WORK REQUIRED
Word for word, set down the listing that appears after this line.

RECORD EXCERPTS
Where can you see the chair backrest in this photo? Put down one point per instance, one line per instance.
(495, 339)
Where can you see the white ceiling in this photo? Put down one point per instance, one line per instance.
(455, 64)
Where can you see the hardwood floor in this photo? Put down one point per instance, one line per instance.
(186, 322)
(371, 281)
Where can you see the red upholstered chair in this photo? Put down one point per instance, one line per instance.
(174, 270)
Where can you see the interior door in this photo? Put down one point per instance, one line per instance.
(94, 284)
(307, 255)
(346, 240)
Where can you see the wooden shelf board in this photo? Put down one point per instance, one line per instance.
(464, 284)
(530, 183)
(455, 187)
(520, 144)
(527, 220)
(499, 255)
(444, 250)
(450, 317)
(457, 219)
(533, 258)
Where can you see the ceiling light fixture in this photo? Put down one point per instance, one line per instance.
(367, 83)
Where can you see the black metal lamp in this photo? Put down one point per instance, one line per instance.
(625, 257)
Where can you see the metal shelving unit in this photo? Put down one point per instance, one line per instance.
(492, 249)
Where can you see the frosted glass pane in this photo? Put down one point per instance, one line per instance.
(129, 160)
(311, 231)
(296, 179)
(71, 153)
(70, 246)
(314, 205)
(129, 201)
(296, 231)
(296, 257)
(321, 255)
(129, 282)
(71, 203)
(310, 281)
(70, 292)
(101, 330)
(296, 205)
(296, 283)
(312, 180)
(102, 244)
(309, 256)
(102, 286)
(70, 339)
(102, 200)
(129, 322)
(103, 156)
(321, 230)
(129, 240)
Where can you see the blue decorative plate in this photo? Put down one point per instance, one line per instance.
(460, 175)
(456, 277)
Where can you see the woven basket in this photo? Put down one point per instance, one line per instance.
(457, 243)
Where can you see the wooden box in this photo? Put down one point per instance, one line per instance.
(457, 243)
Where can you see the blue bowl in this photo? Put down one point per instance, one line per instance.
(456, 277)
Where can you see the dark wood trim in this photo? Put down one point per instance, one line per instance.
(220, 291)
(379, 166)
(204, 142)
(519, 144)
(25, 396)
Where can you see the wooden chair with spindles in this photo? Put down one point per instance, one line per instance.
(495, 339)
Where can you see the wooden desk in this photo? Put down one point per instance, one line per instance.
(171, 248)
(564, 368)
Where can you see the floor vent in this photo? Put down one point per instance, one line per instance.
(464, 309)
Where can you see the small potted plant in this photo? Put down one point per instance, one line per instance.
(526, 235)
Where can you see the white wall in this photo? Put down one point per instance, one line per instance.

ANSWER SPACE
Where can you see the chair backrest in this photo? Put down one point per instance, one line per instance.
(495, 339)
Where can you see the white ceiling in this photo? Put down one point per instance, one line per instance.
(455, 64)
Where can you see the hardwood floor in this photo? Put down one point per instance, one line per instance.
(186, 322)
(371, 281)
Where can you see the red upholstered chair in this photo? Put down one point per instance, one line per instance.
(174, 270)
Where can you see the interior door in this photo? Put down one point per instance, one line per instance.
(94, 284)
(307, 255)
(346, 240)
Where can you see the wooden shelf board in this photo? Put down one point per instance, one line per instance.
(464, 284)
(530, 183)
(455, 187)
(520, 144)
(527, 220)
(499, 255)
(444, 250)
(450, 317)
(457, 219)
(533, 258)
Where can you see the ceiling light fixture in this photo? Put down one point per instance, one line per instance.
(367, 83)
Where can you see the black metal lamp in this photo? Put down one point per instance, one line per instance.
(625, 257)
Where can you see the metal shelving unit in this photo? Put down one point per instance, one line per instance.
(492, 249)
Where can you see the frosted glass pane in this photo? Put down one point per instance, one line per instance.
(129, 160)
(311, 231)
(296, 179)
(71, 153)
(70, 246)
(314, 205)
(129, 201)
(296, 231)
(296, 257)
(321, 255)
(129, 282)
(71, 203)
(310, 281)
(70, 292)
(101, 330)
(296, 205)
(296, 283)
(312, 180)
(102, 244)
(309, 256)
(102, 286)
(70, 339)
(102, 200)
(129, 322)
(103, 156)
(321, 230)
(129, 240)
Where can you see the blue decorative plate in this photo? Put down one point per instance, one line per instance.
(460, 175)
(456, 277)
Where can you see the woven basket in this photo? Put down one point per instance, one line per instance.
(457, 243)
Where can you see the wooden box in this photo? Put down one point per instance, one line per instance.
(457, 243)
Where can you see the blue bowl in this photo? Put down one point per instance, one line per instance.
(456, 277)
Where can you see the dark wood trim in this photo? Put down one point per instance, one line per instance.
(220, 291)
(379, 166)
(204, 142)
(519, 144)
(25, 396)
Where can you see the wooden chair with spindles in this photo? Put down one point per instance, one line per instance.
(495, 339)
Where can you see the wooden desk in this photo? Put down one point per instance, one line per instance.
(171, 248)
(564, 368)
Where can you see the floor vent in this photo? Put down one point per instance, one line per instance.
(464, 309)
Where can you see the small potted plant in this photo? Put down one point per instance, one line per instance.
(526, 235)
Where can you see the white wall in this photo? Put down one point per instance, one line per instance.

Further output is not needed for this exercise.